### Given task
Take the line that contains "text 'old fashioned" as the first line and the last line of the material below as the final one; reproduce exactly the lines between, inclusive.

### Exercise material
START

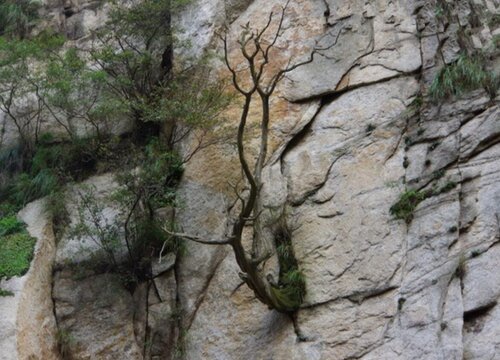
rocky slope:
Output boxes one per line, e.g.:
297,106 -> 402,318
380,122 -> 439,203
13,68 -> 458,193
0,0 -> 500,360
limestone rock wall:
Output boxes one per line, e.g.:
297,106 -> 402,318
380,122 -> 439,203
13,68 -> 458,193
2,0 -> 500,360
176,0 -> 500,359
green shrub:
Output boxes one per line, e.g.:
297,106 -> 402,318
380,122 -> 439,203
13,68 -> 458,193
0,288 -> 14,297
0,215 -> 24,236
429,54 -> 499,101
0,231 -> 36,279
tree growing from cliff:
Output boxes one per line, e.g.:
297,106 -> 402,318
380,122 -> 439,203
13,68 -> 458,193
170,2 -> 320,313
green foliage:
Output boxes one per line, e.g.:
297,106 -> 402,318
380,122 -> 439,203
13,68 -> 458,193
389,181 -> 457,224
117,138 -> 184,210
0,231 -> 36,279
0,0 -> 41,37
137,65 -> 232,128
69,186 -> 121,269
271,215 -> 306,312
0,215 -> 24,236
429,54 -> 499,101
8,169 -> 59,207
390,189 -> 428,224
0,288 -> 14,297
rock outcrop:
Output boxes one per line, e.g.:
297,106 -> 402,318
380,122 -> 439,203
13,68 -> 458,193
0,0 -> 500,360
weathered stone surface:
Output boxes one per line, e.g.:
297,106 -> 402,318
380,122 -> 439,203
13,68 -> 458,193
287,0 -> 421,100
0,199 -> 59,360
53,270 -> 142,359
7,0 -> 500,360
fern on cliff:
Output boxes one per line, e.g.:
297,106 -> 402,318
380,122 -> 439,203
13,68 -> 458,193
429,54 -> 499,101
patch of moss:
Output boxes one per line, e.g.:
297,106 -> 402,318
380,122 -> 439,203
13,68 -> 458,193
0,215 -> 24,236
0,230 -> 36,278
389,189 -> 429,224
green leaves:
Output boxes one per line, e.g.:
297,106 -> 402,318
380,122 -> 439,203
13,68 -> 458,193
0,0 -> 41,38
429,54 -> 499,100
0,215 -> 24,236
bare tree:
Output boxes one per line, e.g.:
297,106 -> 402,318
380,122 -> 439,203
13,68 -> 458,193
165,1 -> 320,312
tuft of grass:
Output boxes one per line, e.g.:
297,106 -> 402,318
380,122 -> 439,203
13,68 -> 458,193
429,54 -> 499,101
271,215 -> 306,312
389,181 -> 458,224
0,230 -> 36,279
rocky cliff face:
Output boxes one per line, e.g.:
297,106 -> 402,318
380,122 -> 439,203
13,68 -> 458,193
0,0 -> 500,360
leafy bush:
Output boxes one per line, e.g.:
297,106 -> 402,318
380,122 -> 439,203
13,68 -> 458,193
429,54 -> 499,100
0,231 -> 36,279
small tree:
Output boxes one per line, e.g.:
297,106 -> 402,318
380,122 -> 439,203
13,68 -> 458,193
169,2 -> 319,312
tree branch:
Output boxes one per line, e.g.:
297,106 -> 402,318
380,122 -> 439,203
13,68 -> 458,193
163,227 -> 234,245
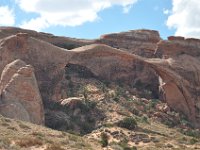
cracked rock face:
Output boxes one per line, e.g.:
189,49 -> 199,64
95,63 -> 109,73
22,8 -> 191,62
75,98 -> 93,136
0,27 -> 200,127
0,59 -> 44,124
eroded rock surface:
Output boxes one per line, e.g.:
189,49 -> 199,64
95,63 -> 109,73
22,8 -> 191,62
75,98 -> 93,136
0,27 -> 200,127
0,59 -> 44,124
97,30 -> 161,58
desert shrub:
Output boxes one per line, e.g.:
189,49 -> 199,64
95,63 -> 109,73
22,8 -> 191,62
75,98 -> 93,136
180,129 -> 200,138
16,137 -> 43,147
100,132 -> 108,147
45,143 -> 65,150
190,138 -> 198,145
117,117 -> 137,130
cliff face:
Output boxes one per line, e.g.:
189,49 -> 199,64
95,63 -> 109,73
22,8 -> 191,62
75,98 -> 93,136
0,29 -> 200,127
97,30 -> 161,58
0,60 -> 44,125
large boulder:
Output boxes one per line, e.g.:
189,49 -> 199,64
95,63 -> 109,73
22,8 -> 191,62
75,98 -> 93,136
148,37 -> 200,127
0,60 -> 44,124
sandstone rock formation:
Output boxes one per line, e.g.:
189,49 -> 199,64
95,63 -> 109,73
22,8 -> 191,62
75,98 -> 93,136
0,27 -> 94,49
0,59 -> 44,124
0,28 -> 200,127
96,30 -> 161,58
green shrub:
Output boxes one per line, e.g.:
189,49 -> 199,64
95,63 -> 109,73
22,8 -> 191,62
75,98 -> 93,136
117,117 -> 137,130
100,132 -> 108,147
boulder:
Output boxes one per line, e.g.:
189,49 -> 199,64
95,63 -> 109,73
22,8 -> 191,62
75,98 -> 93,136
0,60 -> 44,124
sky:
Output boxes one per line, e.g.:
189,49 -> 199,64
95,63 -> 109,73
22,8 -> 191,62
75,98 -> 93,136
0,0 -> 200,39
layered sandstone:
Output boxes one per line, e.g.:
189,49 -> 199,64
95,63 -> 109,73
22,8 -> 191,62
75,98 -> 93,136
97,30 -> 161,58
0,27 -> 200,127
0,59 -> 44,124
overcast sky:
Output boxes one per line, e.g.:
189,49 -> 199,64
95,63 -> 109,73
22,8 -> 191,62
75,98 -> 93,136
0,0 -> 200,39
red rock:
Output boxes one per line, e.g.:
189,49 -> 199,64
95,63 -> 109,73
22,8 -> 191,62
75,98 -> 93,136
0,60 -> 44,124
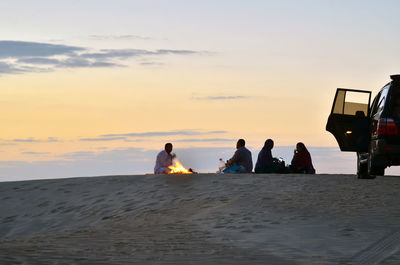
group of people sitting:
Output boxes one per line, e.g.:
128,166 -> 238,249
154,139 -> 315,174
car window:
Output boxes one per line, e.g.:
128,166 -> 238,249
375,85 -> 389,113
333,89 -> 370,117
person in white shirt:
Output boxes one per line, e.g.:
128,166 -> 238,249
154,143 -> 175,174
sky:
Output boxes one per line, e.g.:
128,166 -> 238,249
0,0 -> 400,181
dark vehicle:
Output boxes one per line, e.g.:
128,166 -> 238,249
326,75 -> 400,178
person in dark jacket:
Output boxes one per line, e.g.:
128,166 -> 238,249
223,139 -> 253,173
290,142 -> 315,174
254,139 -> 274,173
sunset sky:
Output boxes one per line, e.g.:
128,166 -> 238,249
0,0 -> 400,181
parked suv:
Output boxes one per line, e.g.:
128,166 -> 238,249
326,75 -> 400,178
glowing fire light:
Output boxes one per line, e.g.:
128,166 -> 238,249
168,158 -> 193,174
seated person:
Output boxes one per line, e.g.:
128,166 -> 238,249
289,143 -> 315,174
154,143 -> 175,174
254,139 -> 285,173
223,139 -> 253,173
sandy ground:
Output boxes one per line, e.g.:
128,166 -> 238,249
0,174 -> 400,265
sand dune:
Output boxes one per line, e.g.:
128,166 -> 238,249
0,174 -> 400,265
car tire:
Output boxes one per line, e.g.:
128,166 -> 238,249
357,153 -> 369,179
367,153 -> 385,176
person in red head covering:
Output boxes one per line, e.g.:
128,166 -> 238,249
290,142 -> 315,174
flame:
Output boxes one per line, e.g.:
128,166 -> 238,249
168,158 -> 193,174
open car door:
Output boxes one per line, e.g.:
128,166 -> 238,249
326,88 -> 371,152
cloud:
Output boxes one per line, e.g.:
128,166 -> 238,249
192,96 -> 248,100
0,61 -> 24,74
90,34 -> 152,40
0,41 -> 85,58
79,137 -> 126,142
12,137 -> 59,143
100,130 -> 227,137
22,152 -> 51,155
0,40 -> 204,74
173,138 -> 236,143
82,49 -> 199,59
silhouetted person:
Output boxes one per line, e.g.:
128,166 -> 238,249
223,139 -> 253,173
254,139 -> 284,173
289,142 -> 315,174
154,143 -> 175,174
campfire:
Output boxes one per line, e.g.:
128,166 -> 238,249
168,158 -> 195,174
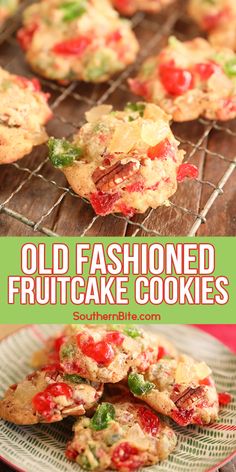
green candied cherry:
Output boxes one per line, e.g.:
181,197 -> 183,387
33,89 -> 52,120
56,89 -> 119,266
123,326 -> 142,338
224,55 -> 236,77
128,373 -> 155,396
90,402 -> 116,431
59,0 -> 87,22
60,344 -> 76,359
125,102 -> 146,117
48,138 -> 82,167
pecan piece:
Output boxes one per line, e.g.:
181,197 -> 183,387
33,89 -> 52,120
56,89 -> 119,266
92,160 -> 140,192
172,386 -> 204,408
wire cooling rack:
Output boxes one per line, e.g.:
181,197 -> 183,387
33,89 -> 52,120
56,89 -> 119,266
0,1 -> 236,236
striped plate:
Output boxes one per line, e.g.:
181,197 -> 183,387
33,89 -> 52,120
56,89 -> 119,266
0,325 -> 236,472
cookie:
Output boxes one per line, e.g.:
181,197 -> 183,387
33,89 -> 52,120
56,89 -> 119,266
60,325 -> 155,383
188,0 -> 236,51
0,0 -> 19,28
129,37 -> 236,121
111,0 -> 174,16
31,325 -> 177,382
0,68 -> 52,164
18,0 -> 139,83
66,402 -> 177,472
49,103 -> 184,217
0,366 -> 103,425
128,355 -> 219,426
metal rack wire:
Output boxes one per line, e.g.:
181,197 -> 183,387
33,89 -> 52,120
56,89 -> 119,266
0,1 -> 236,236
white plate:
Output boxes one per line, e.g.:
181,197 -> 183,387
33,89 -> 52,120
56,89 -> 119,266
0,325 -> 236,472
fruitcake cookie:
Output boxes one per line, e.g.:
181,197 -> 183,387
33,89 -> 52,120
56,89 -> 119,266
60,325 -> 177,383
128,355 -> 219,426
66,402 -> 177,472
129,37 -> 236,121
188,0 -> 236,51
0,365 -> 103,425
31,325 -> 177,381
111,0 -> 175,16
49,103 -> 184,216
0,0 -> 19,28
0,68 -> 52,164
18,0 -> 139,82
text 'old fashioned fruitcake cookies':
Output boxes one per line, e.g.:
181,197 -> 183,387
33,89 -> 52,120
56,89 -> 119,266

END

### Completed exercise
text 'old fashioned fruitcake cookies':
Output boxes one per line, e.g.:
181,197 -> 183,387
33,89 -> 52,120
56,89 -> 119,266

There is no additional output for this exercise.